> **Data rows**

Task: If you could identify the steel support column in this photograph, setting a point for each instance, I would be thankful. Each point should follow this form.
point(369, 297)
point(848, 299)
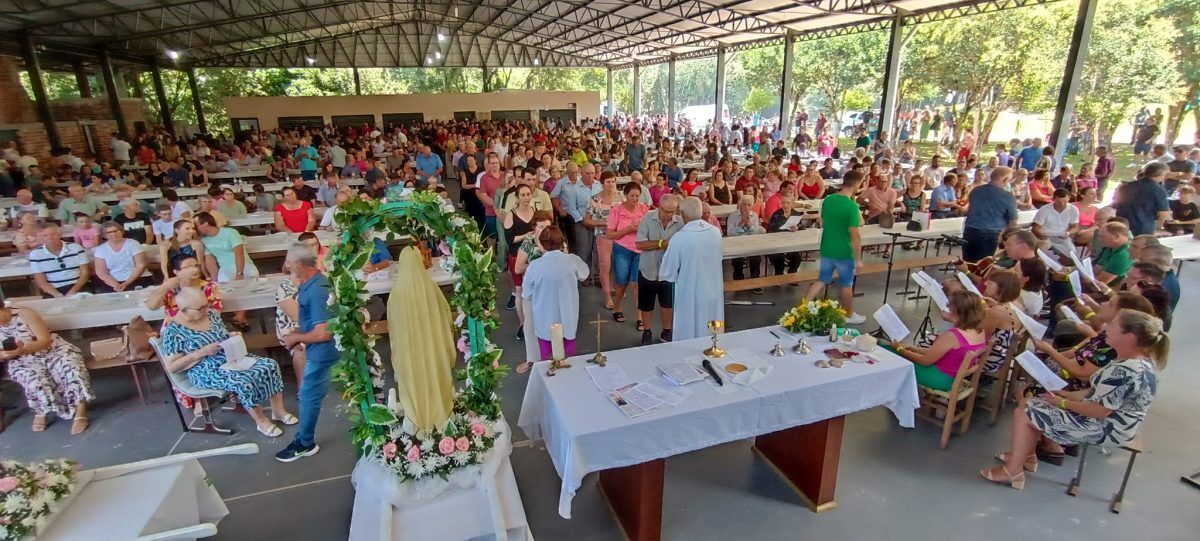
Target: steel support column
point(1079, 40)
point(82, 78)
point(168, 121)
point(196, 101)
point(114, 98)
point(637, 91)
point(718, 114)
point(39, 85)
point(785, 88)
point(612, 104)
point(892, 78)
point(671, 95)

> **What the task asks**
Retype the listing exactly. Pictures do not belong in the copy.

> **Response**
Task: If you could identify the steel support column in this photograph, setting a point for each instance, I would be thankful. Each point should follow this form.
point(369, 297)
point(848, 299)
Target: steel support column
point(1079, 40)
point(82, 78)
point(168, 121)
point(196, 101)
point(114, 98)
point(637, 91)
point(718, 114)
point(39, 85)
point(785, 88)
point(612, 104)
point(892, 78)
point(671, 95)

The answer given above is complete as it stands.